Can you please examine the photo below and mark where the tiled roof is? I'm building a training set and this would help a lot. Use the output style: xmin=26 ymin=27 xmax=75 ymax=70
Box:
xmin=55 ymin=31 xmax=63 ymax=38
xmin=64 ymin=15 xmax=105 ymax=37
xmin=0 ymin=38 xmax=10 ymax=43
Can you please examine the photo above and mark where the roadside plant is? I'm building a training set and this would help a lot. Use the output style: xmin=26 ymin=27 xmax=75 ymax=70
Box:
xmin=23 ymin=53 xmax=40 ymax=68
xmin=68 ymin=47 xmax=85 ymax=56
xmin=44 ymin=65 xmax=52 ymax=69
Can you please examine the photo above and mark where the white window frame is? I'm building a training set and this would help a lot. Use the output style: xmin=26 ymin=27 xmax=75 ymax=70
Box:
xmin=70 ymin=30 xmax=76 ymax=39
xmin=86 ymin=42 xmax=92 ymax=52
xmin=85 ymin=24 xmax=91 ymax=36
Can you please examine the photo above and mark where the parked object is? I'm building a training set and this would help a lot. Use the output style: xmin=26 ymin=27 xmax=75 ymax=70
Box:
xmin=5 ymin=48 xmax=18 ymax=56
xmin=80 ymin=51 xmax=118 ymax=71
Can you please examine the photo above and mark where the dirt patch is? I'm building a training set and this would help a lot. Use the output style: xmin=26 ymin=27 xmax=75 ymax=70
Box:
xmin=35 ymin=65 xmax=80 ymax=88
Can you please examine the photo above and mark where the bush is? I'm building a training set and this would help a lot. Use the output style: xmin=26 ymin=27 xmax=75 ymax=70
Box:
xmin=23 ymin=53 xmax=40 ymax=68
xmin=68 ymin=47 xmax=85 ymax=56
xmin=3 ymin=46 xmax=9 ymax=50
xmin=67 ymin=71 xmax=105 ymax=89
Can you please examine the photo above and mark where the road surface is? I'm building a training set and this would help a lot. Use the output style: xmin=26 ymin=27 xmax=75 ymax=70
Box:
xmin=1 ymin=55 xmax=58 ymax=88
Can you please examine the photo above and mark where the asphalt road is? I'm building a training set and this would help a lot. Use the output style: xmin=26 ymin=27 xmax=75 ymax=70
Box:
= = = =
● Requirement
Set down all the data exactly as given.

● Answer section
Can you please examine the photo below and mark where the tiled roof is? I'm building a training set and this would help a lot. Use the output style: xmin=26 ymin=27 xmax=75 ymax=70
Box:
xmin=55 ymin=31 xmax=63 ymax=38
xmin=64 ymin=15 xmax=105 ymax=37
xmin=0 ymin=38 xmax=10 ymax=43
Can you please examine the photo above and mark where the roadside plant is? I'm building a training set and this would help a lot. Use the output style: xmin=26 ymin=27 xmax=75 ymax=70
Box:
xmin=23 ymin=53 xmax=40 ymax=68
xmin=68 ymin=47 xmax=85 ymax=56
xmin=44 ymin=65 xmax=52 ymax=69
Can you please examine the photo above and mark where the white window frame is? I'm building a training set and this would help a lot. Use the output style: xmin=26 ymin=27 xmax=75 ymax=70
Box:
xmin=70 ymin=30 xmax=76 ymax=39
xmin=86 ymin=42 xmax=92 ymax=52
xmin=85 ymin=24 xmax=91 ymax=36
Can you please examine the photo above and mark where the parked object is? I'm building a training set and this would help a lot. Use the output style: xmin=26 ymin=27 xmax=75 ymax=70
Box:
xmin=5 ymin=48 xmax=18 ymax=56
xmin=80 ymin=51 xmax=118 ymax=71
Can you please examine the photo above and mark where the dirt patch is? I'm building a training set and this would help a lot. Use the output style: xmin=26 ymin=27 xmax=75 ymax=70
Box:
xmin=35 ymin=65 xmax=80 ymax=88
Can you please examine the photo above and mark where the bush is? I'm building a training set and this would help a lot. Use the output style: xmin=26 ymin=27 xmax=75 ymax=70
Box:
xmin=23 ymin=53 xmax=40 ymax=68
xmin=68 ymin=47 xmax=85 ymax=56
xmin=3 ymin=46 xmax=9 ymax=50
xmin=67 ymin=71 xmax=105 ymax=89
Can you please examine the photo above and mark where the road surface is? I'm building a training set and this would help a lot. Use the output style: xmin=26 ymin=27 xmax=75 ymax=70
Box:
xmin=1 ymin=55 xmax=58 ymax=88
Can you please examine the photo above and mark where the asphalt road is? I'm building a training set and this would help a lot. Use the output style: xmin=26 ymin=27 xmax=75 ymax=70
Box:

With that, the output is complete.